Write the next part of the essay about the health and social benefits of owning a dog, starting after its last sentence.

→ Extract:
▼▼▼
Fun and easy exercise
The weather outside may be frightful, but Piper is ALWAYS delightfully fired up about going for a walk around our Calgary neighbourhood. Her enthusiasm is infectious, and I enjoy being active outdoors too.
I’m far from the only human who benefits from “walkies.” A recent British study suggests that owning dogs can strongly affect how much people exercise. The dog owners who took part were about four times more likely than other people to walk for at least 150 minutes each week. In fact, dog owners spent nearly 300 minutes each week walking with their dogs, which was about 200 more minutes of walking than people without dogs.
Walking briskly for 30 minutes is a legit form of exercise—it burns around 250 calories—with men who walk five city blocks in a day lowering their risk of heart attack by 25 percent. Thanks to Piper, I’ve been walking at least five blocks most days.
As well as getting active, walking and playing outside with Piper is great for unplugging and shrugging off the stresses of the world. Research backs this up by suggesting that the heart rates and blood pressures of dog owners are steadier and moderate more quickly during times of stress than that of people who don’t have dogs.
In another study, 48 participants performed stress tests involving public speaking and difficult calculations while unfriendly observers watched them. The participants were randomly assigned to either take the test alone, to take the test with a friend, or to take the test with a dog they didn’t know to accompany them before and during the test. While everyone became more anxious during the test and showed higher heart rates, dog-paired participants had lower levels of both than those tested alone or with a human friend.
Connecting with others
I’m not a particularly social person, but I feel more connected to the community when I’m strolling around with Piper. The rewards and challenges of dog ownership are sure-fire icebreakers when I run into other dog owners. There’s actually plenty of evidence that having a dog can improve our ability to connect with other people.
For example, one study found that having a dog around made people more trusting, friendly, and cooperative, while another found that people consider dog-walkers to be more approachable than someone without a dog.
▲▲▲
(Data entries)
▼▼▼
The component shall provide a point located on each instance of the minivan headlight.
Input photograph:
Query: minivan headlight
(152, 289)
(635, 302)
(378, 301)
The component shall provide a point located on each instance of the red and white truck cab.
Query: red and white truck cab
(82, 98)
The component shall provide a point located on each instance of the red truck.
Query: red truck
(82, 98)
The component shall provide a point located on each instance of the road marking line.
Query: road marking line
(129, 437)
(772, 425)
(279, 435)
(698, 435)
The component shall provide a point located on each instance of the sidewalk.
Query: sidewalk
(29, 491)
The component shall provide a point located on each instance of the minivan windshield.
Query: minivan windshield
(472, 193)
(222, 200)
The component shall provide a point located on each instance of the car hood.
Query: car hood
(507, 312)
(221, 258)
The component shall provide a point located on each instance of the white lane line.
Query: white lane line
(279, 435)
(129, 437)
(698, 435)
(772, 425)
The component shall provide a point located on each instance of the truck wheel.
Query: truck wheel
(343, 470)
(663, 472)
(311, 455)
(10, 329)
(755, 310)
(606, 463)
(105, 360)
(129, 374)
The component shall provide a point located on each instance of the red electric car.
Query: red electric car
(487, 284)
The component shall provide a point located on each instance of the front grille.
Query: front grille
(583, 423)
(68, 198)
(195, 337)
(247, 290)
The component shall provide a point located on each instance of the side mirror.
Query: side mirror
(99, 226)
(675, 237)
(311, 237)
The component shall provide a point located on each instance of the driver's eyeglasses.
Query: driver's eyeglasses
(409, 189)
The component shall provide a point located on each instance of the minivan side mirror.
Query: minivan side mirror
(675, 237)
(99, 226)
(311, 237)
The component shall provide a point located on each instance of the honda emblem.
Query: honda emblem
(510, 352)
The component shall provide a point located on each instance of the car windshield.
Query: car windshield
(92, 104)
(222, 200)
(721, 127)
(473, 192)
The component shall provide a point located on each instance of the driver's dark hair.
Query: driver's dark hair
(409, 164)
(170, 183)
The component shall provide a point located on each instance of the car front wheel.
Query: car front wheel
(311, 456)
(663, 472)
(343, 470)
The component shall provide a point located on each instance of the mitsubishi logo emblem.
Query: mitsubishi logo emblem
▲▲▲
→ Exercise response:
Dog ownership shouldn’t be taken lightly
As fun, rewarding and healthy as dog ownership can be, it’s also a big responsibility. For one thing, it’s not cheap. According to the Ontario Veterinary Medical Association (OVMA), the annual average cost of caring for a puppy ranges from $4,589 to $4,666, and annual care for a dog is approximately $3,724.
You have to stay on top of everything from veterinary care, parasite prevention, neutering or spaying to proper licensing and obedience classes. Food alone costs an average of $940 a year.
And last but not least, you need to be able to set aside time and energy for walks and playtime and must be prepared to pay more for rental housing, hotel rooms and other common expenses. Wanting to own a dog, and being able to own a dog, are not the same thing.
Man’s best friend indeed!
Following dogs on Instagram may make you want to own a dog, and having the right resources in place makes it a good idea. But cute photos can’t convey the many health benefits that dog ownership can bring.
For example, one study found that people who acquired a dog reported fewer minor health problems and rated themselves as healthier than non-pet owners up to 10 months later. Another study found that dog owners live longer and that pet owners make fewer annual doctor visits than non-owners.
You may not live quite as long as Australia’s Bluey did (in dog years), but having Piper in my life has shown me that owning and caring for a dog can help you enjoy the years you do have all the more.